Stated goal: Return the listing below verbatim, line for line, with the pictures omitted.

Task input:
+++

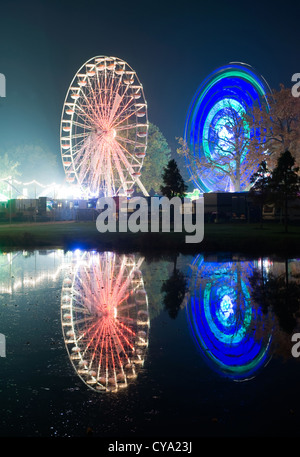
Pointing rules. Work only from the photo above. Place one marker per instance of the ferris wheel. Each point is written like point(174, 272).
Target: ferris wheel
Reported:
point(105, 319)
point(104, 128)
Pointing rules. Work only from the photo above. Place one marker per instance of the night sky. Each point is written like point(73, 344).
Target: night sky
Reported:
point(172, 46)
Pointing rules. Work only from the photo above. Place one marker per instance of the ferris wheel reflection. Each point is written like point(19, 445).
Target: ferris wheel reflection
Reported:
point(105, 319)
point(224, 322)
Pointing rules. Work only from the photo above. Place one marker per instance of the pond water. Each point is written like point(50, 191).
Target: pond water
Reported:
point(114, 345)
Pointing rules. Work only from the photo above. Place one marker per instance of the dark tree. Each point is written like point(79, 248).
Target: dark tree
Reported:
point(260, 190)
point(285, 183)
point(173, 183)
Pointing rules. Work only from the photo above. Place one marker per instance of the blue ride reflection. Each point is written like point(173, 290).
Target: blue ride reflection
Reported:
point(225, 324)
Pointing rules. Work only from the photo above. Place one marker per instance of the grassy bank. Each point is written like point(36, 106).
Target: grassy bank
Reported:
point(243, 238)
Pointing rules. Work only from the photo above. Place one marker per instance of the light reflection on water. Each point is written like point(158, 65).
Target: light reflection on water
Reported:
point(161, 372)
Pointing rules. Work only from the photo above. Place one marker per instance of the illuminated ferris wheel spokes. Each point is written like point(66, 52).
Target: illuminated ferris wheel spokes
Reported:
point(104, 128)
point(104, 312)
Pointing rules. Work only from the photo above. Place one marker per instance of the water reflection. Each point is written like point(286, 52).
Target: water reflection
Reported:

+++

Result:
Pointing rules. Work only from the photo above. Place one marker per instance of the ferris wheel. Each point is written like point(174, 272).
Target: ferris wheel
Reported:
point(105, 319)
point(104, 128)
Pointing rules. Work only from the photo above. Place one marker per instance of the night sky. Each point is written like point(73, 344).
Target: night sky
Reported:
point(172, 46)
Pointing rules. Work only from the photo above. Place one marker per instance of the ferris wheel reflection. Each point is written like point(19, 445).
Target: ferris wheel reflection
Reported:
point(105, 319)
point(224, 322)
Pointing rules. Work only from the photo above. Place one marker per instance of the pond water. Each point is written like point(50, 191).
Target: pond water
Reported:
point(114, 345)
Pointing rules. Work only from the photo above. Place one marker per instance of the dark tree. Each point is written like point(79, 248).
Target: dark tree
Reported:
point(260, 190)
point(285, 183)
point(173, 183)
Pointing rules. Work only from the photo above. Place one marker per instance of the blue ride reflection. Each point is written like point(173, 290).
Target: blue ride reflection
Reported:
point(225, 324)
Pointing rules. Work only from the photo above. Place one marker per instance of the grassy bank. Each point is written like point(36, 106).
Target: grassy bank
Reported:
point(243, 238)
Pointing rules. Work only from the photo above. Place one marker per instance of the light reflection on water. Each point is written like point(158, 65).
Target: light reflection on water
Reported:
point(161, 372)
Pointing rules. Work only from the photo above. Place one marker per instance of the illuminated ferris wheel spokes. Each point is written like point(66, 52).
Target: illuminated ferris wheel spokes
Reported:
point(104, 128)
point(104, 312)
Pointing rules. Work only from the photo above. Place one marker per instance of the water reflection. Each point is written like point(286, 52).
Target: water reflection
Reported:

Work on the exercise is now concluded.